SELECT concat_varchar_2(a)
    FROM string_array_table
    ORDER BY id;
+---------------------+
| CONCAT_VARCHAR_2(A) |
|---------------------|
| Hello               |
| Hello Jay           |
| Hello Jay Smith     |
+---------------------+
Copy

Passing via varargs

Using varargs is very similar to using an array.

In your Java code, use Java’s varargs declaration style:

static int myMethod(int fixedArgument1, int fixedArgument2, String ... stringArray)
Copy

Below is a complete example. The only significant difference between this example and the preceding example (for arrays) is the declaration of the parameters to the method.

Create and load the table:

CREATE TABLE string_array_table(id INTEGER, a ARRAY);
INSERT INTO string_array_table (id, a) SELECT
        1, ARRAY_CONSTRUCT('Hello');
INSERT INTO string_array_table (id, a) SELECT
        2, ARRAY_CONSTRUCT('Hello', 'Jay');
INSERT INTO string_array_table (id, a) SELECT
        3, ARRAY_CONSTRUCT('Hello', 'Jay', 'Smith');
Copy

Create the UDF:

create or replace function concat_varchar(a ARRAY)
returns varchar
language java
handler='TestFunc.concatVarchar'
target_path='@~/TestFunc.jar'
as
$$
    class TestFunc {
        public static String concatVarchar(String ... stringArray) {
            return String.join(" ", stringArray);
        }
    }
$$;
Copy

Call the UDF:

SELECT concat_varchar(a)
    FROM string_array_table
    ORDER BY id;
+-------------------+
| CONCAT_VARCHAR(A) |
|-------------------|
| Hello             |
| Hello Jay         |
| Hello Jay Smith   |
+-------------------+
Copy

Returning NULL explicitly from an in-line UDF

The following code shows how to return a NULL value explicitly. The Java value null is converted to SQL NULL.

Create the UDF:

create or replace function return_a_null()
returns varchar
null
language java
handler='TemporaryTestLibrary.returnNull'
target_path='@~/TemporaryTestLibrary.jar'
as
$$
class TemporaryTestLibrary {
  public static String returnNull() {
    return null;
  }
}
$$;
Copy

Call the UDF:

SELECT return_a_null();
+-----------------+
| RETURN_A_NULL() |
|-----------------|
| NULL            |
+-----------------+
Copy

Passing an OBJECT to an in-line Java UDF

The following example uses the SQL OBJECT data type and the corresponding Java data type (Map<String, String>), and extracts a value from the OBJECT. This example also shows that you can pass multiple parameters to a Java UDF.

Create and load a table that contains a column of type OBJECT:

CREATE TABLE objectives (o OBJECT);
INSERT INTO objectives SELECT PARSE_JSON('{"outer_key" : {"inner_key" : "inner_value"} }');
Copy

Create the UDF:

create or replace function extract_from_object(x OBJECT, key VARCHAR)

________________________

GIVEN INSTRUCTION A: Return the part of the UDF excerpt that begins at the words "Passing via varargs" and stops after the words "fixedArgument2, String ... stringArray)".
The listing that follows is unrelated to the UDF excerpt.

MATERIAL PROVIDED:
________________________

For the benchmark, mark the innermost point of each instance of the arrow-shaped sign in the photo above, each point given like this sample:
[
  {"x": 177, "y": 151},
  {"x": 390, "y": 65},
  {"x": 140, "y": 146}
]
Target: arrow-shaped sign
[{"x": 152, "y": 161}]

________________________

GIVEN INSTRUCTION B: Retype every line of the listing exactly, from its first line through its last.

TASK OUTPUT A:
Passing via varargs

Using varargs is very similar to using an array.

In your Java code, use Java’s varargs declaration style:

static int myMethod(int fixedArgument1, int fixedArgument2, String ... stringArray)

TASK OUTPUT B:
For the benchmark, mark the innermost point of each instance of the arrow-shaped sign in the photo above, each point given like this sample:
[
  {"x": 177, "y": 151},
  {"x": 390, "y": 65},
  {"x": 140, "y": 146}
]
Target: arrow-shaped sign
[{"x": 152, "y": 161}]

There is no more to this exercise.